[Problem] Output, word for word, the lines of the listing below, starting with its first line and going on through the line with "[384,90,398,111]", including both of those lines.

[Stored data entries]
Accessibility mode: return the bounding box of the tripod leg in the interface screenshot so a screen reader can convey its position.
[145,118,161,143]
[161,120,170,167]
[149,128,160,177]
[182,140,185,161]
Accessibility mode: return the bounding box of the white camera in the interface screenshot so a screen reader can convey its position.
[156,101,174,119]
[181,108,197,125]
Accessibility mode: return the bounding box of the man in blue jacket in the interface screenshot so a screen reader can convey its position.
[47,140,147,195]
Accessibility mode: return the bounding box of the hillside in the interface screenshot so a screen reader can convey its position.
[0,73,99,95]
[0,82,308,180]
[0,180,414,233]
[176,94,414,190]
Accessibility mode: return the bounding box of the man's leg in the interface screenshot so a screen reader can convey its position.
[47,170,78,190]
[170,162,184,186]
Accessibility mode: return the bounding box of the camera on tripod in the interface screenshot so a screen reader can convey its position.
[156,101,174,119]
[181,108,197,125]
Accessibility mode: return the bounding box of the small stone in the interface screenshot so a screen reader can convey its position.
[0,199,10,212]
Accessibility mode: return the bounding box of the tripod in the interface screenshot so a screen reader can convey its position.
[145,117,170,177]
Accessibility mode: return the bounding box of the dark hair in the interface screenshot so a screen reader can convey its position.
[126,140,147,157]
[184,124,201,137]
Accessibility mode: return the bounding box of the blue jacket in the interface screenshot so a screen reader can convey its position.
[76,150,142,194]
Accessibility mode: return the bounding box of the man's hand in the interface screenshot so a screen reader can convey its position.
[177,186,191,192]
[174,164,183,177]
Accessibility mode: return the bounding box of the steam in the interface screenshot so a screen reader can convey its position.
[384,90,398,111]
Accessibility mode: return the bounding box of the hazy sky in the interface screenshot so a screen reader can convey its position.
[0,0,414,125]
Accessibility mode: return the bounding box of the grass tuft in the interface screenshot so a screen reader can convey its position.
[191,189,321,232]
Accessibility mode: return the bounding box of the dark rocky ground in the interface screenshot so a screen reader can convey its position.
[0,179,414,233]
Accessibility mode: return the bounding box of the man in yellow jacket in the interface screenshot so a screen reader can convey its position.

[Written solution]
Accessibility mode: return the bounding box of the tripod leg in the interface screenshot so a screen reader can convey its position.
[145,118,161,143]
[161,120,170,167]
[149,128,160,177]
[182,140,185,161]
Accessibility mode: return the bounding box of the white camera in the interface screenshot so a screen reader can convey its position.
[156,101,174,119]
[181,108,197,125]
Accessibility mode: return the bounding box of the man in blue jacket in the interface screenshot so a screen reader can convey its position.
[47,140,147,195]
Accessibility mode: return the bounding box of the hillside in the interface screenshot so a screen reader can convey its position.
[0,73,99,95]
[0,82,308,180]
[0,180,414,233]
[176,94,414,190]
Accessibility mode: return the bounding box of the man's leg in the interface screenshot so a screen reader can convey its position.
[47,170,78,190]
[170,162,184,186]
Accessibility mode: return the bounding box of the camera on tripod in the interface screenshot so a screen reader can convey its position.
[156,101,174,119]
[181,108,197,125]
Accessibility mode: return the bounding box of the small stone in the interface screenshot so a screen reader can convey its position.
[0,199,10,212]
Accessibility mode: return the bounding box of the tripod in the interface screenshot so a screen reader can convey its position.
[145,117,170,177]
Accessibility mode: return the bounding box of the dark hair in the interface screenshot so a screen reader can convey its position.
[126,140,147,157]
[184,124,201,137]
Accessibility mode: return the bounding box of the blue jacket in the interface screenshot so a screen reader can convey its position.
[76,150,142,194]
Accessibility mode: return the bounding box of the man's hand in the interface screenshot so a screen reader can convey its position.
[177,186,191,192]
[174,164,183,177]
Accessibility mode: return the bounding box of the steam in the interface screenshot so a screen reader can convey its position.
[384,90,398,111]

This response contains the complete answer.